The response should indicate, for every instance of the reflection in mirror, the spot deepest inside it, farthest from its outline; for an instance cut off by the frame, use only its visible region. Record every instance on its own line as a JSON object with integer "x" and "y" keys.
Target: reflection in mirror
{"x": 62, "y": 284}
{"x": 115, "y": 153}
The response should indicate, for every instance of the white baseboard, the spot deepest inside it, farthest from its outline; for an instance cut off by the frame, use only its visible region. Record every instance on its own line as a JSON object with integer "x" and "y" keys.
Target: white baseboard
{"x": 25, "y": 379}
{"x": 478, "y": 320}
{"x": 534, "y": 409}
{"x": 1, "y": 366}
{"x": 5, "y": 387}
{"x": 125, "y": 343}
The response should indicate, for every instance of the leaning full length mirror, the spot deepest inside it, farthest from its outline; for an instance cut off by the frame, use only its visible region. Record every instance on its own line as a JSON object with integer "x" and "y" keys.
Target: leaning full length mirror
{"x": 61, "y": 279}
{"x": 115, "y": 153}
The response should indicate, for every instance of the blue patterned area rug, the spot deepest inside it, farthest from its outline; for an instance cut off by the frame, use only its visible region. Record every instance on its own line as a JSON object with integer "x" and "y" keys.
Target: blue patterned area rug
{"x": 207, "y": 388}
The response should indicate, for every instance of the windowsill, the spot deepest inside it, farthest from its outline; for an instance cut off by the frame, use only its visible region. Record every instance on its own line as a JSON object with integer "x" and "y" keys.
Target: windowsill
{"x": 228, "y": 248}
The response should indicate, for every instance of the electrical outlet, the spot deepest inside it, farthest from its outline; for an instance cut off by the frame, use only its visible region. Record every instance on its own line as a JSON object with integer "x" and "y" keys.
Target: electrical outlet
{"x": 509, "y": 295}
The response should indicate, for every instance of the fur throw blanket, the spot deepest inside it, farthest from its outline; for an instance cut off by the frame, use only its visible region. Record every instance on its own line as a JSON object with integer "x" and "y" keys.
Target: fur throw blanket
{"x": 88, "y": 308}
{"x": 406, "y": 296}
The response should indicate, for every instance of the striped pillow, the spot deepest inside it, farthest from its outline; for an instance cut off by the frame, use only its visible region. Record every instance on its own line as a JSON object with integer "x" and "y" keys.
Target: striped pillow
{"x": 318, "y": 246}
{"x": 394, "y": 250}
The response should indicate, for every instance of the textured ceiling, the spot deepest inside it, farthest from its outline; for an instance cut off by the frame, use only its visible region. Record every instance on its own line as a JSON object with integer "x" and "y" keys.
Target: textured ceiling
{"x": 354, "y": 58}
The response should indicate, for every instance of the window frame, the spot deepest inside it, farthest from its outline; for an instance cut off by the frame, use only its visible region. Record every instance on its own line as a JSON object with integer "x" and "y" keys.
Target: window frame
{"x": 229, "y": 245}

__TASK INSTRUCTIONS__
A word-for-word restatement of the records above from the line containing "Target: striped pillow" to their final line is all the answer should hold.

__RESULT__
Target: striped pillow
{"x": 318, "y": 246}
{"x": 394, "y": 250}
The response should indicate, for every instance of the textured ceiling, the spot deepest inside it, farthest from its outline; for an instance cut off by the frame, use only its visible region. Record every instance on its own line as a JSON object with integer "x" and "y" keys.
Target: textured ceiling
{"x": 354, "y": 58}
The response should indicate, for every instance of the window frame, the spot deepest inside it, farthest from its outline; for an instance cut off by the frame, use only its visible region. Record every instance on its own line as a JSON object with integer "x" and "y" keys.
Target: window frame
{"x": 229, "y": 245}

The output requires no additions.